**Your assignment:** Emit the data below verbatim, stripping out any pictures.

**Dataset records:**

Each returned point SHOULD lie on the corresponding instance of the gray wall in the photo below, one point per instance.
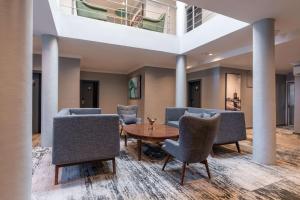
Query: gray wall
(158, 92)
(213, 91)
(139, 102)
(69, 83)
(297, 105)
(210, 87)
(69, 80)
(112, 89)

**Response to the exercise:**
Each returned point SHOULD lie on the corresponding instance of the gray wall in the photo below, one point per instance.
Query: gray wall
(158, 92)
(213, 91)
(139, 102)
(69, 83)
(297, 105)
(210, 87)
(69, 80)
(112, 89)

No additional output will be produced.